Selected text Block Start

Predictably, the media and the left have focused up one aspect of the tragic mass murders: Firearms. There have been calls for radical gun control measures that almost certainly violate the 2nd Amendment - and even calls for its' repeal.
Massively under covered and under discussed is the US mental health system, even though every one of the recent shooters had mental health issues.
For instance, did you know that:
1) Connecticut is one of the most difficult states in which to force a mentally ill person to get help. According to this article: "A senior law enforcement official confirmed Lanza's anger at his mother over plans for "his future mental health treatment" is being looked at as a possible motive. Police said they had no evidence Lanza had been medicated when the killings occurred. But even if Lanza had a proven history of mental illness, having him forcibly committed would have been nearly impossible."
Not only did Adam Lanza's mother face an impossible task in attempting to get him committed - Connecticut's Democratic legislature actually killed a bill that would have enabled her to do just that in the last legislative session.

Selected text Block End
Data under study Block Start

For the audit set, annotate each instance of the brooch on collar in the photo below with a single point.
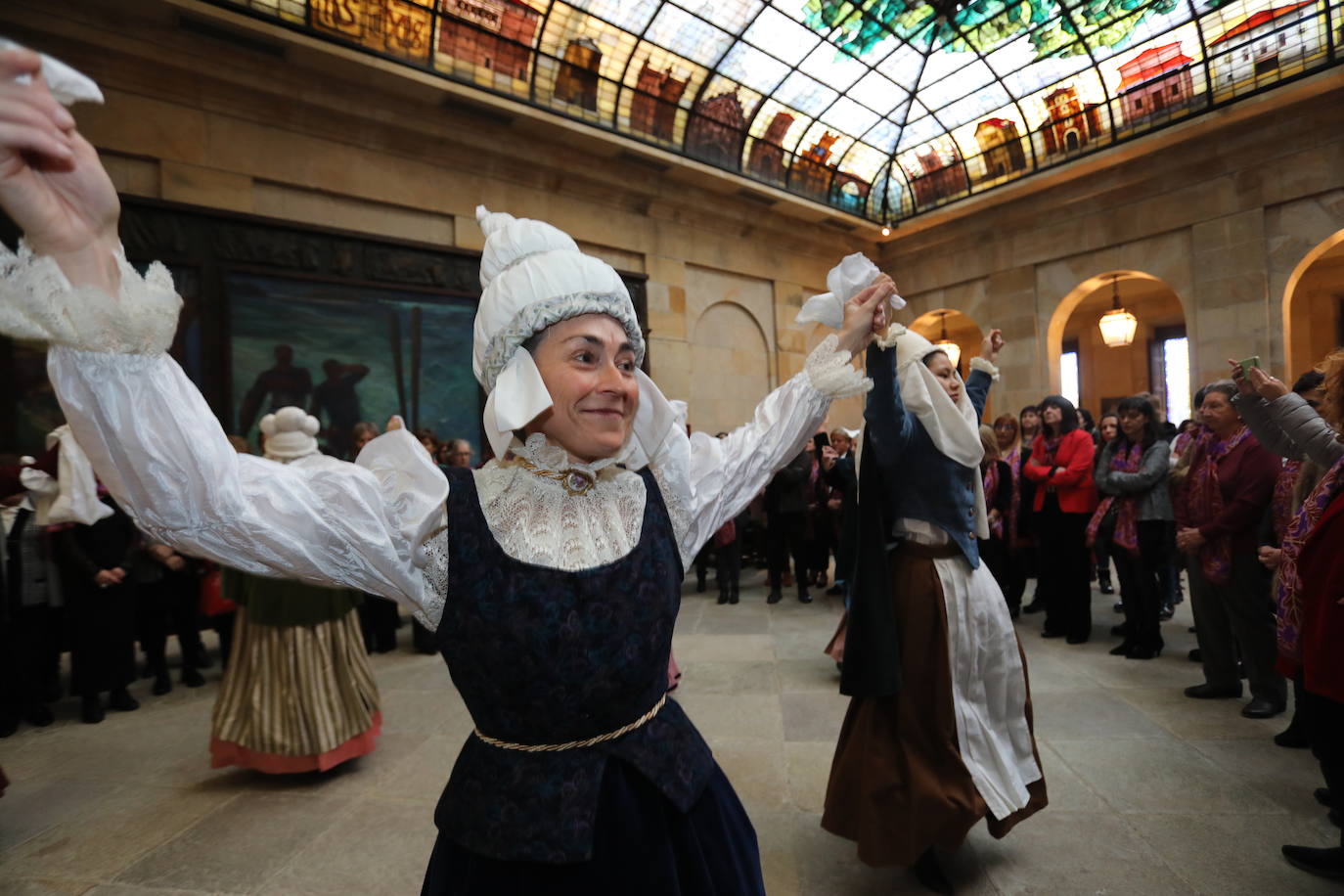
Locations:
(574, 481)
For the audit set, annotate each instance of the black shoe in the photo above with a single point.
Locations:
(929, 872)
(1292, 738)
(1210, 692)
(39, 716)
(1262, 708)
(1322, 863)
(90, 711)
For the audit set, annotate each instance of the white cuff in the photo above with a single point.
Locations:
(832, 373)
(981, 364)
(38, 302)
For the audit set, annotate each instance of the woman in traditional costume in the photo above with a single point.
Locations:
(938, 730)
(298, 694)
(552, 575)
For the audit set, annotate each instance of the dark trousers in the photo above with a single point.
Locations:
(1062, 576)
(162, 607)
(103, 639)
(729, 565)
(1140, 583)
(786, 535)
(378, 622)
(29, 659)
(1325, 735)
(1238, 612)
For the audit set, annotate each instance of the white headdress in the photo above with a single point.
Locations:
(290, 434)
(534, 276)
(953, 427)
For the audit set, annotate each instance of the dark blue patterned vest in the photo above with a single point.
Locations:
(546, 655)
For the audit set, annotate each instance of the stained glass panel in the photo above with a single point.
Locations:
(882, 108)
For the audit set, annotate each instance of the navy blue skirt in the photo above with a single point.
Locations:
(642, 844)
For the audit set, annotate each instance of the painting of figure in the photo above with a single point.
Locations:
(349, 353)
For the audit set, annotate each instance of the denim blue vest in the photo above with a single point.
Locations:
(545, 655)
(920, 481)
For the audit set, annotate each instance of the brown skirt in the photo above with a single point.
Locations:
(898, 784)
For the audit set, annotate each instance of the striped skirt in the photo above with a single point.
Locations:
(294, 697)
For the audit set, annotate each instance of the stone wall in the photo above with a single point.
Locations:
(1222, 214)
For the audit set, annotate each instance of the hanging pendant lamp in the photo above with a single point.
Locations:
(1117, 326)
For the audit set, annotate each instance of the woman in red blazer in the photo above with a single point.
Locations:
(1060, 465)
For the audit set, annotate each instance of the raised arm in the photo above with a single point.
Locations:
(708, 481)
(147, 430)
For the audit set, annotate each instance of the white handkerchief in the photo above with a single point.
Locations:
(845, 280)
(67, 85)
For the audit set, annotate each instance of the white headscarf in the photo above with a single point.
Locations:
(534, 276)
(952, 426)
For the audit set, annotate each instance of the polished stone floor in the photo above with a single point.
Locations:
(1150, 792)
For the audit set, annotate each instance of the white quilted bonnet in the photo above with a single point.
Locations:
(534, 276)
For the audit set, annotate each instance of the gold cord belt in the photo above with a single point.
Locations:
(574, 744)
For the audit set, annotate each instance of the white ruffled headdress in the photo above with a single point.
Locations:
(534, 276)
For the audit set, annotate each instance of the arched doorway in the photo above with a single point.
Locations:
(1314, 306)
(959, 328)
(730, 368)
(1095, 375)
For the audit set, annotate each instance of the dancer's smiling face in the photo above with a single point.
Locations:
(588, 366)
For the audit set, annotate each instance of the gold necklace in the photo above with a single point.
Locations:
(574, 481)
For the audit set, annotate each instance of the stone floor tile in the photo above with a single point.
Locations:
(818, 675)
(812, 715)
(707, 676)
(808, 767)
(1063, 852)
(1197, 719)
(240, 846)
(757, 771)
(1287, 777)
(1235, 855)
(15, 885)
(85, 846)
(399, 834)
(729, 716)
(1160, 776)
(1086, 715)
(722, 648)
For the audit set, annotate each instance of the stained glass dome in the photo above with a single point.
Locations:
(880, 108)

Data under study Block End

_Questions on the material_
1. Retype the part of the piece on mental health and the shootings that begins at the words "For instance, did" and stops after "last legislative session.".
2. In the piece on mental health and the shootings, list each word that directly follows the phrase "mental health".
3. Carry on the piece on mental health and the shootings from its last sentence.

_Answers per task_
1.
For instance, did you know that:
1) Connecticut is one of the most difficult states in which to force a mentally ill person to get help. According to this article: "A senior law enforcement official confirmed Lanza's anger at his mother over plans for "his future mental health treatment" is being looked at as a possible motive. Police said they had no evidence Lanza had been medicated when the killings occurred. But even if Lanza had a proven history of mental illness, having him forcibly committed would have been nearly impossible."
Not only did Adam Lanza's mother face an impossible task in attempting to get him committed - Connecticut's Democratic legislature actually killed a bill that would have enabled her to do just that in the last legislative session.

2.
system
issues
treatment

3.
The biggest lesson here: Connecticut - the site of the Newtown school massacre - has some of the tightest gun laws in the nation and the some of the worst mental health commitment laws. Why is the national media and the political left only talking about more gun control?
Many other states are just as bad.
2) This issue bears directly on the effectiveness of our gun control laws - making them much less effective.
Most people do not realize that a mental health commitment of two weeks or longer triggers a lifetime prohibition on firearms ownership, under Federal law. It also triggers a requirement that the state report the commitment to the FBI for inclusion in the background check database. This ensures that if the person who has been committed attempts to buy a firearm at a dealer, they will be rejected and can actually be prosecuted and jailed for the attempt.
Gun control advocates are pushing for an expansion of the background check requirements to private sales - but none of them are talking about the flaws in the mental health system that sabotage the current background check system.
3) The number of in patient mental health beds - the places where people can be committed for initial treatment, evaluation and stabilization - has declined from 525,000 in 1970 to 212,000 in 2002. Since 1970, our population has increased by 38%. This results in patients being released before they are ready - if they are even admitted.
Even in states that have better laws than Connecticut - such as my native state of California - the lack of beds often results in people being released who should be admitted. I saw this again and again during my years as an EMT and paramedic.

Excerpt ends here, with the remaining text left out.